> EXERCISE: Copy the lines below verbatim, beginning with the line that includes "of the rooftop" and continuing to the end; leave out everything before it.

● ● ● ●

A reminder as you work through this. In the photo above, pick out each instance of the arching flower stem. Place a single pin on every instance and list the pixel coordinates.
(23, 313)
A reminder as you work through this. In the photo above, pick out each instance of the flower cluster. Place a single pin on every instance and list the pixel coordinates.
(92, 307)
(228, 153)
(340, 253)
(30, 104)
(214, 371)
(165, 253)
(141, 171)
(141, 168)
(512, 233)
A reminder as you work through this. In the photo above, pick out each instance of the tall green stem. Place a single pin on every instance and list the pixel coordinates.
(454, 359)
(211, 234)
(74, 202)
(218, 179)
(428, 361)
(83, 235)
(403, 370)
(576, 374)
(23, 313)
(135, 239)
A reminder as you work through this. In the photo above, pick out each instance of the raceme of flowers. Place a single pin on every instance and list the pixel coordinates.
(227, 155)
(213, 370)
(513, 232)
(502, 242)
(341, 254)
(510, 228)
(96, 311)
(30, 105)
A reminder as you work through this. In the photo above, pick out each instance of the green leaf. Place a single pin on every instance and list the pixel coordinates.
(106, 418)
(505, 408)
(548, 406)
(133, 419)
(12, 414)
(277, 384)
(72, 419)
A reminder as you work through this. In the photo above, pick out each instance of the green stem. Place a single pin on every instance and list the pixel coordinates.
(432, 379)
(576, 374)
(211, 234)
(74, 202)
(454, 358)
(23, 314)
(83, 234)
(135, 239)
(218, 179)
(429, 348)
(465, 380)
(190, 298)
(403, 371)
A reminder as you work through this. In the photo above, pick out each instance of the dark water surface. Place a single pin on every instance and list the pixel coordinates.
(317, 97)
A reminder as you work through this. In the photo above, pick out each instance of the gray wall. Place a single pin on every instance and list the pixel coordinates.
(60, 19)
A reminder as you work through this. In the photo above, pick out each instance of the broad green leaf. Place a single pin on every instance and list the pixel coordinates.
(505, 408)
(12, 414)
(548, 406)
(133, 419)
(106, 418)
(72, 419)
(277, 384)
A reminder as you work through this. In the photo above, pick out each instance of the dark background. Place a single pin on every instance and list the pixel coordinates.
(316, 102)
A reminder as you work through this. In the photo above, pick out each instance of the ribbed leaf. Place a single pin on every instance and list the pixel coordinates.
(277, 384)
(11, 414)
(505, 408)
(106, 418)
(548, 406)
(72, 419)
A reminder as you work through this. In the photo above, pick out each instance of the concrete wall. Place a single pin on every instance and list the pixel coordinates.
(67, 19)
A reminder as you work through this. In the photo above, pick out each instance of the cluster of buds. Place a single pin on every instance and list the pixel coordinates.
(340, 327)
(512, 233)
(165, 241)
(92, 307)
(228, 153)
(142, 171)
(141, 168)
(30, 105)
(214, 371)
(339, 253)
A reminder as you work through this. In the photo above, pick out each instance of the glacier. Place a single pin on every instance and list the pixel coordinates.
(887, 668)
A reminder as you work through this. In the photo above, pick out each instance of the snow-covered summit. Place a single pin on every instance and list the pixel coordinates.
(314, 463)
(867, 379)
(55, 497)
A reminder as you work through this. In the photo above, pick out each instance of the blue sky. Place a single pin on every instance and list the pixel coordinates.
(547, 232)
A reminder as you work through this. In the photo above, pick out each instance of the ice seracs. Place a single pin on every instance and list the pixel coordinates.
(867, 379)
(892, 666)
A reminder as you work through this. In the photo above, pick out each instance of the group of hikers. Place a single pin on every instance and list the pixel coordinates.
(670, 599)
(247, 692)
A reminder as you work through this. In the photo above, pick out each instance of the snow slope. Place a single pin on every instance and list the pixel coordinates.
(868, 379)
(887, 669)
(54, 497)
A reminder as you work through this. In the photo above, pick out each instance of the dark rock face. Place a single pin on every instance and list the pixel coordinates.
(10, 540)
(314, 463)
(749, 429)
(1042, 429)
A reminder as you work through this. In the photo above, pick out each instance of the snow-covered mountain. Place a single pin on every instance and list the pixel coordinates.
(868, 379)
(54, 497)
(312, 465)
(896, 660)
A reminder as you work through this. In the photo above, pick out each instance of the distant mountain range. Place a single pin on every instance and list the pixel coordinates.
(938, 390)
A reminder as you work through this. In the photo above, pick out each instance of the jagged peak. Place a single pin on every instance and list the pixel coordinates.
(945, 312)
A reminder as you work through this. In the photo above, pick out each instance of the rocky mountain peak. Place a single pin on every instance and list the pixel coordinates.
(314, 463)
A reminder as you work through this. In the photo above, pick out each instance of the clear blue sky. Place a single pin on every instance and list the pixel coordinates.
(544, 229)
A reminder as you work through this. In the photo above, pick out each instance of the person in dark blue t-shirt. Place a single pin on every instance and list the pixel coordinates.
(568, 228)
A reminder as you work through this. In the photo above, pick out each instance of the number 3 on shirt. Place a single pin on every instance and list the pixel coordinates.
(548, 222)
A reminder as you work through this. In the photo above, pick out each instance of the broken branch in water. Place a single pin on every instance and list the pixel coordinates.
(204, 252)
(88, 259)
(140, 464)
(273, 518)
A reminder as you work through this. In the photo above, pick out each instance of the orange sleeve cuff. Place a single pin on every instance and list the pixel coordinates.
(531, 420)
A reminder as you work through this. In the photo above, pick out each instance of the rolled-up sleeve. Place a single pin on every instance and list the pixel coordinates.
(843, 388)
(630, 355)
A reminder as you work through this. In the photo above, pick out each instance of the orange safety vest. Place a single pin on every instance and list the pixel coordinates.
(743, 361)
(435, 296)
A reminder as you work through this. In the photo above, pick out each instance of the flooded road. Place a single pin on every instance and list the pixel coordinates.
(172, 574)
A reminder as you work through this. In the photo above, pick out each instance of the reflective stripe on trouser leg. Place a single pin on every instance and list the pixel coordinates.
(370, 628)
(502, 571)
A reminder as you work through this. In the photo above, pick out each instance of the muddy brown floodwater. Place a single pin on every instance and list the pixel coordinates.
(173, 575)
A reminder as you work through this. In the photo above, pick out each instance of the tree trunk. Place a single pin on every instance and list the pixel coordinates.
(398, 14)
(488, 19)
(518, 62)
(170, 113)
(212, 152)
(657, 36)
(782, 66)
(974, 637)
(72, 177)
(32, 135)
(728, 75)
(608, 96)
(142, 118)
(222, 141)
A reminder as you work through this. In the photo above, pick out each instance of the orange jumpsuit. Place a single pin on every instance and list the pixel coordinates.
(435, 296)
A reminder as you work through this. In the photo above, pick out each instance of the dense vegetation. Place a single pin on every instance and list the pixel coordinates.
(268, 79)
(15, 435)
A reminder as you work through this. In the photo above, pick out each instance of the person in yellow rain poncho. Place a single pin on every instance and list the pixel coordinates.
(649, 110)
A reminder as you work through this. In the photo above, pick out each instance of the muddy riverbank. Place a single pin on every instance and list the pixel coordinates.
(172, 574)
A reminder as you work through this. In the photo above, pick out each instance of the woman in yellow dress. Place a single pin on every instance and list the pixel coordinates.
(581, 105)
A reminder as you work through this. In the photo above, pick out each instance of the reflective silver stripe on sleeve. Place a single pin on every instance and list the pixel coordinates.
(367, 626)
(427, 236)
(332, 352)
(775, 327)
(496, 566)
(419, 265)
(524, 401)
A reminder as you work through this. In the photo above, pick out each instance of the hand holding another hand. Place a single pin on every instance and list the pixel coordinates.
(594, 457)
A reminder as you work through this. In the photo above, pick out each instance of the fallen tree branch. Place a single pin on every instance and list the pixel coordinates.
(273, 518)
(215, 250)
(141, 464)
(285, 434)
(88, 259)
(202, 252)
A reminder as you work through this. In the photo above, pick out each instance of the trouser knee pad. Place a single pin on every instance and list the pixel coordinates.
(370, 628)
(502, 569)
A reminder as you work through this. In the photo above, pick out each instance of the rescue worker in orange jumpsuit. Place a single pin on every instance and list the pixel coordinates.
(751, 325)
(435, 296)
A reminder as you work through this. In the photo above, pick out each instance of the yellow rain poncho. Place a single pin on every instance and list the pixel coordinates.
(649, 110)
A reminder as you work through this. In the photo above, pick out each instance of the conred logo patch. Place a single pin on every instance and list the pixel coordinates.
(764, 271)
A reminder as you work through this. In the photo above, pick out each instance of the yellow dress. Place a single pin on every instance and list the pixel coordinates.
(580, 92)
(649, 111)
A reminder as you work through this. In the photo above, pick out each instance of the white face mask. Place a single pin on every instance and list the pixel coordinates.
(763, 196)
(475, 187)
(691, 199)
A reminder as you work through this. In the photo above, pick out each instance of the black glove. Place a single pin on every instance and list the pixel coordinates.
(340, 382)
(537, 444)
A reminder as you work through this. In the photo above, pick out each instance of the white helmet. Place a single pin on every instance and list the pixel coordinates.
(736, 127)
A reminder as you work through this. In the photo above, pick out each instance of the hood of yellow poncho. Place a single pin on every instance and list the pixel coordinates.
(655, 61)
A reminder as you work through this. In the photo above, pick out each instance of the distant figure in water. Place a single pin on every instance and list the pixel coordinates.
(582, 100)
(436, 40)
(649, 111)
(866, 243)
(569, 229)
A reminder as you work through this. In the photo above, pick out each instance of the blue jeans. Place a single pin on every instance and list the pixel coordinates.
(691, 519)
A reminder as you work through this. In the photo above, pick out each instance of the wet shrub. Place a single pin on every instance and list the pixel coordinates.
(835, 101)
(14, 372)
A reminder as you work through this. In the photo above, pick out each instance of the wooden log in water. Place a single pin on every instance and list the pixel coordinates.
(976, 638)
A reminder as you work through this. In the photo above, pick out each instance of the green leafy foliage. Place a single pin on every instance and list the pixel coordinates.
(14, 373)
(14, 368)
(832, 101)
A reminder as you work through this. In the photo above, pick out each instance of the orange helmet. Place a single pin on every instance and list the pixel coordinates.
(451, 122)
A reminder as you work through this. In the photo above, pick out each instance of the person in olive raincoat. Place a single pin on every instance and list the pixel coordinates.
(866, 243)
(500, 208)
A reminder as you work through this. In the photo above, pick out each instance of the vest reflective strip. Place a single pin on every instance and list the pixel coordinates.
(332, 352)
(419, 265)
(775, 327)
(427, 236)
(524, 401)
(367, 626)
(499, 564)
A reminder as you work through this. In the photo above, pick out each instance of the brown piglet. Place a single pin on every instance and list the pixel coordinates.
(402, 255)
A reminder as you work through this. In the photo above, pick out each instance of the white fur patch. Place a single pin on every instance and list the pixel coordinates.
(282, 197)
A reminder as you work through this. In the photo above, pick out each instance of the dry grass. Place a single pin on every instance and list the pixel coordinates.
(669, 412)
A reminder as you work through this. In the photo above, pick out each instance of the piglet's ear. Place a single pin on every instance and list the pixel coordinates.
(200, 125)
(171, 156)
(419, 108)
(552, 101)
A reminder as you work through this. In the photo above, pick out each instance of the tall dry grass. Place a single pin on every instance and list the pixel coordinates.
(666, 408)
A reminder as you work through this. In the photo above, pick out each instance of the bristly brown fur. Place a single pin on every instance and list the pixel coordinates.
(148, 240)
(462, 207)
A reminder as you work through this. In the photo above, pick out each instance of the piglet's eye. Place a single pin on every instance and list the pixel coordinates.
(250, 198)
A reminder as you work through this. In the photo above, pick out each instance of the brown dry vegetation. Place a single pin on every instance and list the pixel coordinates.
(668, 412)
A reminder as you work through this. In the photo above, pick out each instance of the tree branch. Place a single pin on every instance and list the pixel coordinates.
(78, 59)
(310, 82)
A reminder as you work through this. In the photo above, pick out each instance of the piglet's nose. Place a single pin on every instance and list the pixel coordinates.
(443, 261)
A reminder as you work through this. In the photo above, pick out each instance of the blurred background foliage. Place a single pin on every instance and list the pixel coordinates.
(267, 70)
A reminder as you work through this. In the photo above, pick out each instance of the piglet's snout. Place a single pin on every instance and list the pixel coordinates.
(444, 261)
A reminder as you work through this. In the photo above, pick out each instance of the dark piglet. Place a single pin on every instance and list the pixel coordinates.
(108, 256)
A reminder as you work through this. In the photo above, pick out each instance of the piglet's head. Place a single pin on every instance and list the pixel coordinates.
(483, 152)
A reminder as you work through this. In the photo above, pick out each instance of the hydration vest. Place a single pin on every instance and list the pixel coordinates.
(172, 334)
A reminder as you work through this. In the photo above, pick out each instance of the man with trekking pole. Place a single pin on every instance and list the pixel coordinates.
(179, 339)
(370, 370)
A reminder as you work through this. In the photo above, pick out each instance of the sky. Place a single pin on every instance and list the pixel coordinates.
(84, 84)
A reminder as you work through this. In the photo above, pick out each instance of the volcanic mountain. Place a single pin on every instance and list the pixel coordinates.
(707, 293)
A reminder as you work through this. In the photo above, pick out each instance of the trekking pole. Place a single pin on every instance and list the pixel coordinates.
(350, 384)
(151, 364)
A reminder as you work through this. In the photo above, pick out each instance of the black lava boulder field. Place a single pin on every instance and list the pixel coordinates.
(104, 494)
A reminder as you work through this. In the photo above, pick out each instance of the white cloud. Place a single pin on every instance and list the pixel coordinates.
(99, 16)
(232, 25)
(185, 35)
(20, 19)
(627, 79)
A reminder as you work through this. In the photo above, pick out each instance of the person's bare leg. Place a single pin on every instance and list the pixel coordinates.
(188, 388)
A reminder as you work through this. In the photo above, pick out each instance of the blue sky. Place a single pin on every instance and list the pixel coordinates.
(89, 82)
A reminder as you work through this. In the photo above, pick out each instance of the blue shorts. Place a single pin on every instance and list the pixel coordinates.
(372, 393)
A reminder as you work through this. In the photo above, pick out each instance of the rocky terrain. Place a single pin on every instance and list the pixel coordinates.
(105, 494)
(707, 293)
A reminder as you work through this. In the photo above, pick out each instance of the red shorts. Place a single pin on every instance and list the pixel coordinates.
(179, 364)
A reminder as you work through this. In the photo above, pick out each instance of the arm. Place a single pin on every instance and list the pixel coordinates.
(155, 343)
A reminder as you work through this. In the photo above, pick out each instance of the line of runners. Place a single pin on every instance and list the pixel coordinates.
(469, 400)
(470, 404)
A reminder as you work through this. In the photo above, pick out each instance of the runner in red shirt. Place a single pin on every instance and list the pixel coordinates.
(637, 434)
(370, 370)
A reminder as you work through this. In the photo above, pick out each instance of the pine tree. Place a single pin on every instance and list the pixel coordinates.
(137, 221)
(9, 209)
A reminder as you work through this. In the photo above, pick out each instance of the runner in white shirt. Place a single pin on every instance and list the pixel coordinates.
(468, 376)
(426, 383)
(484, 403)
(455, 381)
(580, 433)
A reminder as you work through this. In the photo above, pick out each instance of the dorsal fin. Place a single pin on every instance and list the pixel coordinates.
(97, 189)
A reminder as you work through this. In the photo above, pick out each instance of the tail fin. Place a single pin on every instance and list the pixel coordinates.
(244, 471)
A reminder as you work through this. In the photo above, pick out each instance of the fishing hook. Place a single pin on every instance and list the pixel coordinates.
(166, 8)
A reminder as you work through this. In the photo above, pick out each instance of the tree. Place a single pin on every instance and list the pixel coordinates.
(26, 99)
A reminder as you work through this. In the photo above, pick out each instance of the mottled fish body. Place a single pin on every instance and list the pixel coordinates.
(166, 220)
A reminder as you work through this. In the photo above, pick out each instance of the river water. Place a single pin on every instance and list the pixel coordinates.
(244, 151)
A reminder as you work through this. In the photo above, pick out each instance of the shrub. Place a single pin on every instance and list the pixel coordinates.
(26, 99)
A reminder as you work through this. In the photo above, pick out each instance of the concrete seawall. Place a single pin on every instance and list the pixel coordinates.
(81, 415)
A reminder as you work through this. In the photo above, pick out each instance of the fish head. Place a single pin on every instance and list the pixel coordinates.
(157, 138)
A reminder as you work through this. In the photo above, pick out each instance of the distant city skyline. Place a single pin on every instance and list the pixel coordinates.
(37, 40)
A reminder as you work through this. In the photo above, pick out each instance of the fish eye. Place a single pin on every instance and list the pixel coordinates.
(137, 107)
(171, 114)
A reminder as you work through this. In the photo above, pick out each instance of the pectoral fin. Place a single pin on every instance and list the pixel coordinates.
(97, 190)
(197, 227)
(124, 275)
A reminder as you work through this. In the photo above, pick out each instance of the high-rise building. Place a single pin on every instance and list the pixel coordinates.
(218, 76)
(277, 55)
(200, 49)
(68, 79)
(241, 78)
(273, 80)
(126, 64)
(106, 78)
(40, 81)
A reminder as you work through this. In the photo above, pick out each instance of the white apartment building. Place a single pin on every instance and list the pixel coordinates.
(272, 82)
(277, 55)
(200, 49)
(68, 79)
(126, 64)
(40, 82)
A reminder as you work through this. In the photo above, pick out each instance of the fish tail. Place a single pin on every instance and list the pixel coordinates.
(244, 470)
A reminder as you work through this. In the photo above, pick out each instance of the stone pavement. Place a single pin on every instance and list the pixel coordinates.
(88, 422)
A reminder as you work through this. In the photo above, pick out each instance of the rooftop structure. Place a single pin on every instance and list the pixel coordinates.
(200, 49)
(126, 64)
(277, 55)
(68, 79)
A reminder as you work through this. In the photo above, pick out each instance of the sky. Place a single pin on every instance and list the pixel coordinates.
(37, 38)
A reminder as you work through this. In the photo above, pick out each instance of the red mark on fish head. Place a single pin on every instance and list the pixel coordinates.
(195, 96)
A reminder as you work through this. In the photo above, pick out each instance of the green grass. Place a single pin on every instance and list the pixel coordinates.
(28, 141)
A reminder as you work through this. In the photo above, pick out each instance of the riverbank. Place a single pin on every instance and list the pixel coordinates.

● ● ● ●

> TASK ANSWER:
A reminder as you work through this. In the photo above, pick out each instance of the rooftop structure. Place a single pin on every instance and list the pixel coordinates.
(200, 49)
(126, 64)
(277, 55)
(68, 79)
A reminder as you work through this. In the photo above, pick out each instance of the sky. Place a single pin on every instance and list the pixel coordinates.
(37, 38)
A reminder as you work through this. In the photo above, pick out each instance of the red mark on fish head. Place a single pin on every instance and list the pixel coordinates.
(195, 96)
A reminder as you work through this. In the photo above, pick out each instance of the green grass. Place a single pin on every instance and list the pixel coordinates.
(28, 141)
A reminder as you work through this. In the photo above, pick out each instance of the riverbank. Place a single pin on every instance and list the pixel coordinates.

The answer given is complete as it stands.